■ Tasks to complete:
1. Answer these questions using the text on executive functions.
(a) Besides planning projects, what does a person with repeated failure at planning have immense difficulty estimating?
(b) What does dalliance reflect, according to the text?
(c) Surgery on or damage to which part of the brain may lead to poor executive functions?
2. Pick up the text on executive functions at its final unfinished sentence and continue it.

■ Text for analysis:

People with poor executive functions have difficulty empathizing, developing helicopter views or seeing things from different perspectives.
Warning signs of having poor executive functions are....
- having difficulty planning projects
- having difficulty initiating tasks
- having difficulty retaining information
Warning signs of poor executive functions
Signs of poor executive functions may not be obvious on the outset. They manifest themselves in children, but may remain until they reach adulthood. it's easy to confuse these signs with symptoms of stress or sheer rebellious tantrums. However, these are signals of poor executive functioning if they show themselves repeatedly.
Difficulty planning projects
A chld or adult who has repeated failure planning projects has poor organizational abilities, a sign of weak executive functioning.He also has immense difficulty estimating how long a project takes to complete.
Such an adult will also have difficulty telling stories. Telling stories requires sequential skills, which a person lacks if he has poor executive functions. Putting a story together requires memorization of facts, which a person whose executive functions aren't strong will find very hard to do.
Difficulty initiating tasks
if a child or adult procrastinates and finds it hard to start a task , it is a sign that he has weak executive functions. Dalliance reflects lack of ability to manage time.
Difficulty retaining information
With weak executive functions, a person would find it hard to retain information, particularly while he is doing something. For instance, he could forget that he has his keys even while opening the door.
Understanding Executive Functioning
Executive Functioning can be inherited. People can be born with poor executive functions. Those who have had surgery performed on the brain's prefrontal cortex or damage to it may experience this disorder.
Those who have Alzhimer's Disease, or strokes may have poor executive functions.
Executive Function is the broad term that includes psychological disorders like depression, Attention Hyperactivity Deficit Disorder (ADHD) and learning disabilities may have difficulties with organization, prioritizing or managing their emotions.
You cope better with weak executive functions if you...

[Collected data]
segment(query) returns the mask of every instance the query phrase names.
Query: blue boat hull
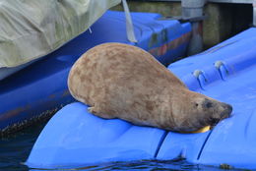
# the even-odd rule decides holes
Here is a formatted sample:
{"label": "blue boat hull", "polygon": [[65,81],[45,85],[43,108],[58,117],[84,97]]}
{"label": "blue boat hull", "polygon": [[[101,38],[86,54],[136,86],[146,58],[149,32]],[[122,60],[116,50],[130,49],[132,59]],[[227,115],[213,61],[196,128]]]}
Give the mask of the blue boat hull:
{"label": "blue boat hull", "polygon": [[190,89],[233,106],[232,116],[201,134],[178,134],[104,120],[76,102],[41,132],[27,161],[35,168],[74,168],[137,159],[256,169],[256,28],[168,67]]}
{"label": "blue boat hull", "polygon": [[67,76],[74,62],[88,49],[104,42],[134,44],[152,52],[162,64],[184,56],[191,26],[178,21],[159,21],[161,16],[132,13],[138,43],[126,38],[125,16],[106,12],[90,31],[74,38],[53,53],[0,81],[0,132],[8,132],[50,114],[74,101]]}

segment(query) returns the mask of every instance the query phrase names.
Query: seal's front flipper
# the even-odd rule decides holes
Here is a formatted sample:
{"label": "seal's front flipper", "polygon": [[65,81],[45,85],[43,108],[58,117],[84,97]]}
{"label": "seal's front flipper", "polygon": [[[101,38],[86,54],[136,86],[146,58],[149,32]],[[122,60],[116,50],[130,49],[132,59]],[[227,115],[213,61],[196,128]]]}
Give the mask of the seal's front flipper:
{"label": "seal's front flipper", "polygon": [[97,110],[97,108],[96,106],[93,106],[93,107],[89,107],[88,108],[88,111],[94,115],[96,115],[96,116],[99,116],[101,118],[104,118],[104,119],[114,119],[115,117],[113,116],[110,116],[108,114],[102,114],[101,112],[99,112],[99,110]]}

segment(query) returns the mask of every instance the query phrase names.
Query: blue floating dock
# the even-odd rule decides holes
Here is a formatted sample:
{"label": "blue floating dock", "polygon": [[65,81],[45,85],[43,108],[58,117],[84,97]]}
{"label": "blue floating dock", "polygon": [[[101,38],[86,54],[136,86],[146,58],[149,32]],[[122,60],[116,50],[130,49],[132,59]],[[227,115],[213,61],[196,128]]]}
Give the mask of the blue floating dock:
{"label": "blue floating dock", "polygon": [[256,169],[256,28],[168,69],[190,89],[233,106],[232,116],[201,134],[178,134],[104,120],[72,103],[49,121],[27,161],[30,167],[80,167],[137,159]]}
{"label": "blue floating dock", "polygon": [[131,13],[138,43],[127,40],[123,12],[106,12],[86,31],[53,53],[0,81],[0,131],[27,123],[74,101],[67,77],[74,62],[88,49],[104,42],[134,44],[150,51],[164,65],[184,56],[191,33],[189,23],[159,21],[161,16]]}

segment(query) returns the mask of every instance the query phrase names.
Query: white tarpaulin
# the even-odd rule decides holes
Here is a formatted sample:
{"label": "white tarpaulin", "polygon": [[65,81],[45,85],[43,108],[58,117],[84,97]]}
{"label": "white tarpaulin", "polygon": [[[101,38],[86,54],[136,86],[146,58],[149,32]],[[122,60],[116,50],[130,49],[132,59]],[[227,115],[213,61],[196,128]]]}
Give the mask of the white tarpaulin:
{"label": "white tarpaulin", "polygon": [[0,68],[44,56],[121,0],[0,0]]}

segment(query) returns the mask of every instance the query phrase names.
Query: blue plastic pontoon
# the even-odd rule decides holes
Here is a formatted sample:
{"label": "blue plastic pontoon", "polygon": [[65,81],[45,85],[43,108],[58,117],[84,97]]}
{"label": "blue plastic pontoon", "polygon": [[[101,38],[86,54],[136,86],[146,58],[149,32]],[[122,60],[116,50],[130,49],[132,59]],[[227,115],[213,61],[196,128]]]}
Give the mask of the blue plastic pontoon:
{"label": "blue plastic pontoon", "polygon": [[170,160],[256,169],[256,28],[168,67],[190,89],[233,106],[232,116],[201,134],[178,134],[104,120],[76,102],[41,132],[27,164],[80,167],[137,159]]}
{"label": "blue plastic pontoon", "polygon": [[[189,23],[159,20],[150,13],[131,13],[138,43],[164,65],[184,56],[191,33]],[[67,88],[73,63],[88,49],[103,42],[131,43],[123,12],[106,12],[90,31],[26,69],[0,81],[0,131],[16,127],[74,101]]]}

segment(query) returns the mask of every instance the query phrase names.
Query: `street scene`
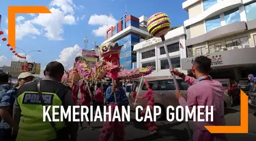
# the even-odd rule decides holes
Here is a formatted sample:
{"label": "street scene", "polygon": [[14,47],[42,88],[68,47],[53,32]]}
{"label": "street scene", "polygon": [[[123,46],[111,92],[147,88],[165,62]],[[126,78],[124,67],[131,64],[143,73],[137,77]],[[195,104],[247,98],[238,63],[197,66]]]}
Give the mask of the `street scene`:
...
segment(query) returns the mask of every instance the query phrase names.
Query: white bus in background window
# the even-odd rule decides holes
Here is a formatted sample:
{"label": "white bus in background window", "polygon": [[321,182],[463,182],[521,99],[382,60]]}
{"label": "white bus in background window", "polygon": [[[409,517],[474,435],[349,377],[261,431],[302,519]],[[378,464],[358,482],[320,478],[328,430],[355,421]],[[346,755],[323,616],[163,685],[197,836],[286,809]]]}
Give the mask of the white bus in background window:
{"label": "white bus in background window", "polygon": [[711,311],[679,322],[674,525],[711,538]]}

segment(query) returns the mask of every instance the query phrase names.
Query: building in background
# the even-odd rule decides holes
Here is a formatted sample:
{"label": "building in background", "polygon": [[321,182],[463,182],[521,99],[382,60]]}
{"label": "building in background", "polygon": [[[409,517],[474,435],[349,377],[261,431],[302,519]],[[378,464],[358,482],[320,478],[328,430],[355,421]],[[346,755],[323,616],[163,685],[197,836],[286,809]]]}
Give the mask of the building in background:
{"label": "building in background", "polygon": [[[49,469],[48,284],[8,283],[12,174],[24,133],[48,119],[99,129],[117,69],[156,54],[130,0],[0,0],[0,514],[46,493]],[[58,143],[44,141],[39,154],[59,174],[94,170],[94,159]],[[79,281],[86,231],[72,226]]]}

■ Answers to the tasks:
1.
(a) How long a project takes to complete.
(b) A lack of ability to manage time.
(c) The prefrontal cortex.

2.
- Break tasks down
- Use visual aids and other tools
- Ask for written directions
- Take short breaks
- Organize your space
As a person whose executive functions have been a little disrupted because of brain tumor removal, I empathize with those who have the same, potentially debilitating condition. It can be frustrating to be completely normal in intelligence yet constantly lose something as important as your keys.
If you suspect poor Executive Functioning, take heart, because it does not have to hamper progress. Coping strategies, though, are much needed.
Break tasks down
Daunting tasks can be broken into smaller, manageable ones and the pieces put together in a completed project. Seek help from colleagues, friends or loved ones who can assist if it's hard to know where to begin with the task.
Use visual aids and other tools
If having many tasks to complete overwhelms, use visual aids. Visual representation helps greatly in organizing information into categories and memorizing tasks.
Tools like organizers, computers, or watches with alarms can help greatly in organizing, storing important information or tracking time.these should be constantly reviewed.
Ask for written directions
Ask for written directions with oral instructions whenever possible.
Take short breaks
Plan and structure transition times and shifts in activities to put less stress on organization or memory.
To improve time management:
Organize your space
To better manage space and keep things from getting lost, minimize clutter. Consider having complete sets of supplies for different activities and always leave them in specific places. Schedule a weekly time to clean and organize the work space.
Poor Executive Functioning may inconvenience, but does not have to debilitate.